#### [Task to complete]
Render every line of the records below as a numbered list, omitting any blank lines.

═════ Input records ═════

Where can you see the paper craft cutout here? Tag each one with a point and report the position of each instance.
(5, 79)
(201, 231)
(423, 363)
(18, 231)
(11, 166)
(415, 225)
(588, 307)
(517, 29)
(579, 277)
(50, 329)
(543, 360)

═════

#### [Exercise response]
1. Where can you see the paper craft cutout here? Tag each one with a point and report the position of each instance.
2. (5, 79)
3. (201, 231)
4. (423, 363)
5. (18, 231)
6. (11, 166)
7. (415, 225)
8. (588, 307)
9. (517, 29)
10. (579, 277)
11. (50, 329)
12. (543, 360)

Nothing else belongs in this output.